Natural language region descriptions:
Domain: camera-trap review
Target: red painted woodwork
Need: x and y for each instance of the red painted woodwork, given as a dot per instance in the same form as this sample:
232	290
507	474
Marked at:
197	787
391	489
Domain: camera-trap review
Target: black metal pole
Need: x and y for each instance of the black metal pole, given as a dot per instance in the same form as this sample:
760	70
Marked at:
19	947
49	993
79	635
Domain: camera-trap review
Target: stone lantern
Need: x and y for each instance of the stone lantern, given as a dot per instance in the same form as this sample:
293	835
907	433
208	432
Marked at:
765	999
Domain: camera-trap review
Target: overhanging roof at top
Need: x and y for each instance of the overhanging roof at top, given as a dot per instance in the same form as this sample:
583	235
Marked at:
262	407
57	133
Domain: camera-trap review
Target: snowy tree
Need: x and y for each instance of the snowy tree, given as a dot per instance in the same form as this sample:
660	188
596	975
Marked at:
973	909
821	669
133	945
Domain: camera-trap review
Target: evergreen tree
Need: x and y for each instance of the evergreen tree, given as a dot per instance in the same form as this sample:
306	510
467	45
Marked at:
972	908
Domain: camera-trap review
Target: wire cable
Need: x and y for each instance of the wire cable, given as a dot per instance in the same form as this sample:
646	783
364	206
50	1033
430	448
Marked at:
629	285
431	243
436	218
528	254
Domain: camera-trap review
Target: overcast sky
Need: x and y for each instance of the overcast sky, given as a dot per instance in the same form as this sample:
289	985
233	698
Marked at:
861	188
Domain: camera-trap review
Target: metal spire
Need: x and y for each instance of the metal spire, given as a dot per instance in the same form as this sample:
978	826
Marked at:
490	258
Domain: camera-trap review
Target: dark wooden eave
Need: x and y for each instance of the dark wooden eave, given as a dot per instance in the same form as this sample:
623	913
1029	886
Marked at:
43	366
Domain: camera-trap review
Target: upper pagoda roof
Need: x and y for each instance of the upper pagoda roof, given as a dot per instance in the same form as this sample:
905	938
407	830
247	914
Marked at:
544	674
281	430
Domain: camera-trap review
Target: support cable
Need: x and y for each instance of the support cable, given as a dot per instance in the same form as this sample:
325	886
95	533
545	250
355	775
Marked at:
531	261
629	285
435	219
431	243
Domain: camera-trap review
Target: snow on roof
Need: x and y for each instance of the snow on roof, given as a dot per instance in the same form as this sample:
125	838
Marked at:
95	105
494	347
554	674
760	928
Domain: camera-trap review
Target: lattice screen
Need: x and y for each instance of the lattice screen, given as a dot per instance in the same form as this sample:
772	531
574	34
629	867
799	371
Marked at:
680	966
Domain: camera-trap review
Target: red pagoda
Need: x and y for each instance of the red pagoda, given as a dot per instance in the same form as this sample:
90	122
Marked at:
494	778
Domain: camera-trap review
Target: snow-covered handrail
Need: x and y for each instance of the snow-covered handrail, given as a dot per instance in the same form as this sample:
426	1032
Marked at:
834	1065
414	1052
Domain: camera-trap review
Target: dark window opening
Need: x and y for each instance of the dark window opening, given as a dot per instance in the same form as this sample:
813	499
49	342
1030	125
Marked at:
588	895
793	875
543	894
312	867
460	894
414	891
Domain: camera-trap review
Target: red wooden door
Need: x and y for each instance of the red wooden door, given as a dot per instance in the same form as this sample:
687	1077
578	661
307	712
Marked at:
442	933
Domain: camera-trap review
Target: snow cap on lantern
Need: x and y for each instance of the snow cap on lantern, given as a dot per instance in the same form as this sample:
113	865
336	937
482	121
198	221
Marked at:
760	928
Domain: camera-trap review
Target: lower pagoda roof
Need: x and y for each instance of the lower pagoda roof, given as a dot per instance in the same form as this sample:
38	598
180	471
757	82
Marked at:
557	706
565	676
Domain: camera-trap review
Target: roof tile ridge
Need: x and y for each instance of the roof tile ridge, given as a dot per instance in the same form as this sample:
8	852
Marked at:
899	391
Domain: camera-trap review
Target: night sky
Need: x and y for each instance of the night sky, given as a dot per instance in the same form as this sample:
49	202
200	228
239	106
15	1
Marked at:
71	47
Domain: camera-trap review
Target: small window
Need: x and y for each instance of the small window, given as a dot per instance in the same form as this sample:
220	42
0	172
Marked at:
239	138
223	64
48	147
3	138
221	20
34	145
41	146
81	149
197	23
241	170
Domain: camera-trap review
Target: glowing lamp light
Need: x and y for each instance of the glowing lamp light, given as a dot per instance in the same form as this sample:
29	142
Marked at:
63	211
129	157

EXERCISE INSTRUCTIONS
Search the records for the word "handrail" and return every line that holds it.

TASK RESPONSE
Target: snow-covered handrail
Need: x and y for each instance of the snow-covered handrail, given as a dot per instance in the same form as this sample:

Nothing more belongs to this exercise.